• To do: Each line from the one containing "# point at: metal" through the last line of the records below is to be repeated as written, with nothing added.
BEGIN
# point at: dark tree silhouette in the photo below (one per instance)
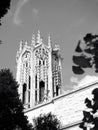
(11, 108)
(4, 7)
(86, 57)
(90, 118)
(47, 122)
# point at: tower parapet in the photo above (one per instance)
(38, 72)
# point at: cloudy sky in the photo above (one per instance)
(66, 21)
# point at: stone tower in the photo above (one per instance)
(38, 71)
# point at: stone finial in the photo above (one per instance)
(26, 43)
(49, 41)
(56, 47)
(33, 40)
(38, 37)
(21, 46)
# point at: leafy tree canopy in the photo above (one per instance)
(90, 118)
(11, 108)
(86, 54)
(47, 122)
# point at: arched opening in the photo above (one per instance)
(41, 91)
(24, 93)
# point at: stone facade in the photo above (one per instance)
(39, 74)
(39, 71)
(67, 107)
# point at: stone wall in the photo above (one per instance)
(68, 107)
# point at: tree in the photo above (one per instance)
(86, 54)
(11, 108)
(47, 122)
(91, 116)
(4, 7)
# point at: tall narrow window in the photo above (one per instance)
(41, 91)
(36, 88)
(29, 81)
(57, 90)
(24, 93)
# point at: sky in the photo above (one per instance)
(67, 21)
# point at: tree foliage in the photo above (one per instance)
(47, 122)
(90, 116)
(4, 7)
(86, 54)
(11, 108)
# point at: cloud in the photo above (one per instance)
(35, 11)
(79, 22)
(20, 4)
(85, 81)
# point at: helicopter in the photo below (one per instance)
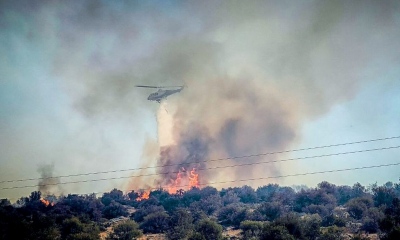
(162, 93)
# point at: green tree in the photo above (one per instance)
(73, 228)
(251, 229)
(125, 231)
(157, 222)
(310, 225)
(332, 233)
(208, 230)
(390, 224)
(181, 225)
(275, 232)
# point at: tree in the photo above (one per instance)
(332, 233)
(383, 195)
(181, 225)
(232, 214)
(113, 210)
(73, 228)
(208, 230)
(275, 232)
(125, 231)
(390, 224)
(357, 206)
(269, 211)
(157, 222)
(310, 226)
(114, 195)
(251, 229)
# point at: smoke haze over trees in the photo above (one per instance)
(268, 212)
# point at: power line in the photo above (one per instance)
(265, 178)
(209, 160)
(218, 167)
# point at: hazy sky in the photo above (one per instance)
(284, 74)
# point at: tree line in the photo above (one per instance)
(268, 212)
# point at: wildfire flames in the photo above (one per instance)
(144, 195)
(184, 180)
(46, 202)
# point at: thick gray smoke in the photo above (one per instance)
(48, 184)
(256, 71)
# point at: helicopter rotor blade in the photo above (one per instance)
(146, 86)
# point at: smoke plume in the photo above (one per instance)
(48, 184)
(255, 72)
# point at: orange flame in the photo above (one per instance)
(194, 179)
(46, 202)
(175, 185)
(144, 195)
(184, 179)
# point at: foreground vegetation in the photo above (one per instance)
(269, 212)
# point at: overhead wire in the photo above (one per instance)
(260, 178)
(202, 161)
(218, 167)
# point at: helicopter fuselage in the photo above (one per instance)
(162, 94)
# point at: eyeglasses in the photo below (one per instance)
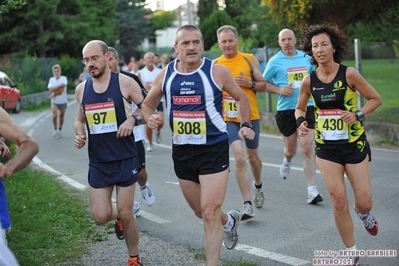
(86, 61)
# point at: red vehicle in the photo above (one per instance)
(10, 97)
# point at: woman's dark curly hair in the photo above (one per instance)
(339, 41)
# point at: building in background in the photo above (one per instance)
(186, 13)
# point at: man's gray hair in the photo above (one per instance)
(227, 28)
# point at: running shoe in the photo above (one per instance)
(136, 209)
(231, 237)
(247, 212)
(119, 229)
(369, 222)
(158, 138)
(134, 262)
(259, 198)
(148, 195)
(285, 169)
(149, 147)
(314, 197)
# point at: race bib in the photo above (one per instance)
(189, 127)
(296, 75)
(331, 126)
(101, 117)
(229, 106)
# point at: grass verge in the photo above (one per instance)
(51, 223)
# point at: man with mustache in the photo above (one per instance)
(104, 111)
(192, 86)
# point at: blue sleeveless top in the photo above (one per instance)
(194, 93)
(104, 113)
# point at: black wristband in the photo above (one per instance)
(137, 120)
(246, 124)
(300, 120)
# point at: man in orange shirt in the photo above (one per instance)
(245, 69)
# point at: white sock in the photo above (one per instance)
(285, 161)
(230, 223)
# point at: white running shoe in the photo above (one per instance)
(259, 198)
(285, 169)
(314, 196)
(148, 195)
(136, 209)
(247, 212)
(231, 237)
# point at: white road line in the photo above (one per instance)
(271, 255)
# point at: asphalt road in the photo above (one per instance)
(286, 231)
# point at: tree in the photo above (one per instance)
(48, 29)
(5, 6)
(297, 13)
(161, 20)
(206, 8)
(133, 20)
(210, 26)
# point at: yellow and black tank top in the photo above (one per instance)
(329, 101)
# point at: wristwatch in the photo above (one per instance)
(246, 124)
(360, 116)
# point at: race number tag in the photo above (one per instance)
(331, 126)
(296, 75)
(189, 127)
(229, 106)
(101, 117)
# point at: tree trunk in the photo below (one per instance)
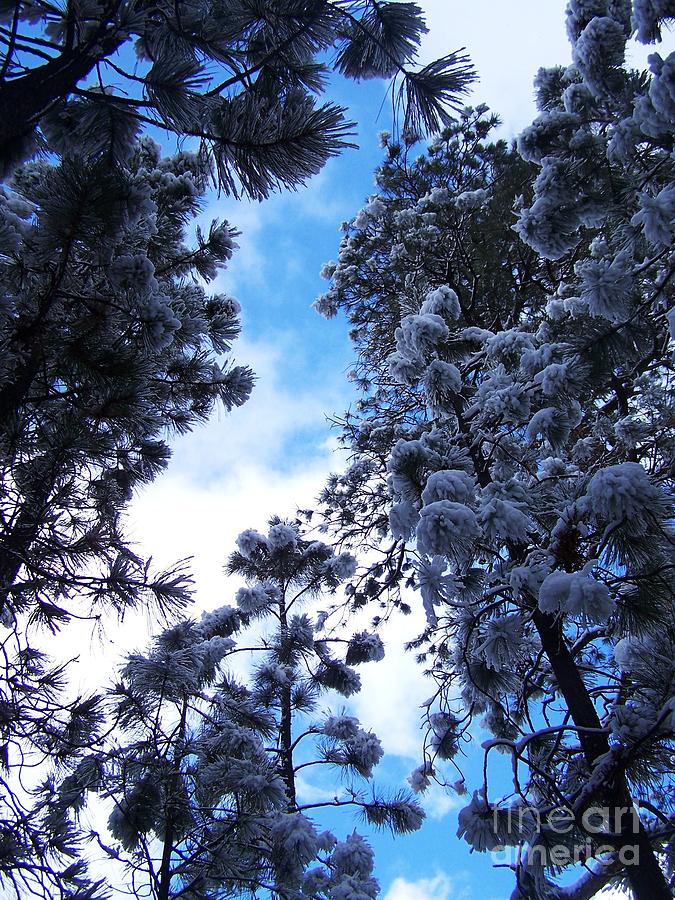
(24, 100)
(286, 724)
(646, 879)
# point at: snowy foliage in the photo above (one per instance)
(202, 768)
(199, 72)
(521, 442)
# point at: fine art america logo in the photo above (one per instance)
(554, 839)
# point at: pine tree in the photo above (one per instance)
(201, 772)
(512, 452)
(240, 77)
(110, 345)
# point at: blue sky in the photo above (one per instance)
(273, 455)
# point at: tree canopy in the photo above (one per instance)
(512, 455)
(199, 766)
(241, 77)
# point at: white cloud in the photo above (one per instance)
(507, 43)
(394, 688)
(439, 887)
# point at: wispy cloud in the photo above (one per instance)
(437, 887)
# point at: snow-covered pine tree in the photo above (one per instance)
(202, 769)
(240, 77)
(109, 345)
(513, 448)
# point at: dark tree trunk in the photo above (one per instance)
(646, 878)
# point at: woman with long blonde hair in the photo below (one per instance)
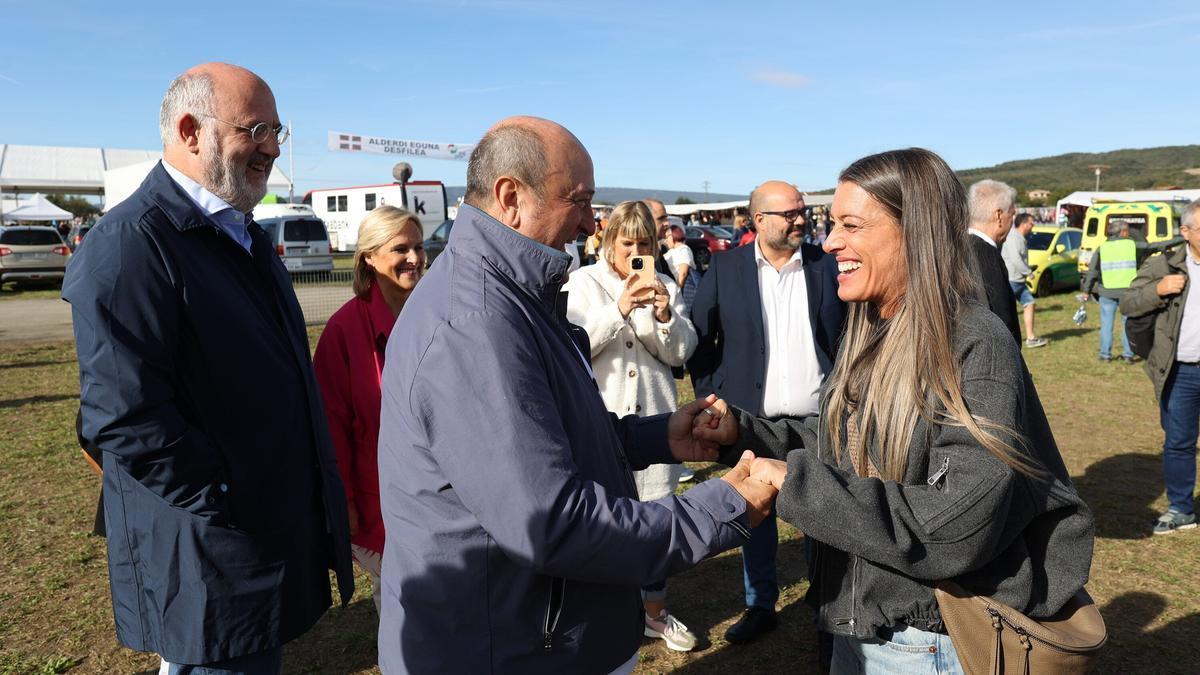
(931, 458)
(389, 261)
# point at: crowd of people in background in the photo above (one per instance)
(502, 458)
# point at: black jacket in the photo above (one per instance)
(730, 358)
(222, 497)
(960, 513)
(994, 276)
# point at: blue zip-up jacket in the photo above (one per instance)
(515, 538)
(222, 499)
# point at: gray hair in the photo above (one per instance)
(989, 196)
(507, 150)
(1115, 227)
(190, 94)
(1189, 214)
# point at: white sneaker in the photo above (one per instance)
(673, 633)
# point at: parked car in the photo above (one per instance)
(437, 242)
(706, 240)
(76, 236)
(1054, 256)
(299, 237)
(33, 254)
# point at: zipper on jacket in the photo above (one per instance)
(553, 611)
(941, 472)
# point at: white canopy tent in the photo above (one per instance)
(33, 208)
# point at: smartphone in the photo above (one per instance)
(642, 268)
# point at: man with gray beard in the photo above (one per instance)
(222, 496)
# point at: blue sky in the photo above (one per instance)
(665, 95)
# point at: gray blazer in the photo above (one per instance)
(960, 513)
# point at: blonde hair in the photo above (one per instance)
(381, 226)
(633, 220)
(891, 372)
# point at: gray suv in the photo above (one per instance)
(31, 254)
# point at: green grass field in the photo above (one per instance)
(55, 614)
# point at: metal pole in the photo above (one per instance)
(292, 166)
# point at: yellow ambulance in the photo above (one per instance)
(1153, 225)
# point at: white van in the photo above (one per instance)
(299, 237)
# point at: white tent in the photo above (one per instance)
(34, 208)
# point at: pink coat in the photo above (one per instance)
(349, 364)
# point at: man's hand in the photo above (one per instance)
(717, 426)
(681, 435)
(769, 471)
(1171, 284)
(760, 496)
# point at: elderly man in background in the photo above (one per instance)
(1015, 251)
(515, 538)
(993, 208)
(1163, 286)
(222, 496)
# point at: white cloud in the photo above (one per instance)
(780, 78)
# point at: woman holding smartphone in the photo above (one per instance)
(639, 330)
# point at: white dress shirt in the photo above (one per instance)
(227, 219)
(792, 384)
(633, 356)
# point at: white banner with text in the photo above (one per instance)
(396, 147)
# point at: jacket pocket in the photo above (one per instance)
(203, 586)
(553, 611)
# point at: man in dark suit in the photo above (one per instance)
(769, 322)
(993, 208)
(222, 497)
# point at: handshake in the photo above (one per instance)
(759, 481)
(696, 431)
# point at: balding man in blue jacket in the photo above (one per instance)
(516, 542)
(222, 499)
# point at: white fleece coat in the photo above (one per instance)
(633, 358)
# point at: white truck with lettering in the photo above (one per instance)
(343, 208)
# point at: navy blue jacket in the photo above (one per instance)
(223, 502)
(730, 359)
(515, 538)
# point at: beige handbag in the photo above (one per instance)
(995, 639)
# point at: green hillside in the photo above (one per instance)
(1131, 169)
END
• Solution to this exercise:
# point at: metal pole in the photo above (one per instance)
(292, 166)
# point at: yellow ambulance in the photo above (one per instance)
(1153, 225)
# point at: white van in the photo above (one per instance)
(299, 237)
# point at: white tent in the photo above (one per instance)
(34, 208)
# point at: pink coat in the photo above (one per instance)
(349, 364)
# point at: man's hand in the photo above (one per instance)
(717, 426)
(681, 435)
(769, 471)
(1171, 284)
(760, 496)
# point at: elderly man in background in the photo above (one per instance)
(1015, 251)
(515, 538)
(993, 208)
(1163, 286)
(222, 496)
# point at: white cloud in the photo above (one per instance)
(780, 78)
# point at: woman holding smartphone in the photo above (one per instance)
(639, 330)
# point at: white dress shirt in the photo above (one per instance)
(227, 219)
(792, 384)
(633, 356)
# point at: white banner with text in the photo above (one per instance)
(396, 147)
# point at: jacket pocket in the photo above (one per instance)
(203, 586)
(553, 611)
# point at: man in dark suit in the photo above (one per instance)
(769, 322)
(993, 208)
(222, 497)
# point at: handshake in the photo above (one per instance)
(759, 481)
(696, 431)
# point at: balding man in blue jacket in the photo above (one per instance)
(516, 542)
(222, 499)
# point at: white fleece coat in the photo above (one per instance)
(633, 358)
# point at: white truck with lettering in the photo above (one per instance)
(343, 208)
# point at: navy blue jacket in the photo above (one per instance)
(223, 502)
(730, 359)
(515, 538)
# point at: beige handbag in the photo above (one per instance)
(995, 639)
# point at: green hillside in the photo above (one per instance)
(1131, 169)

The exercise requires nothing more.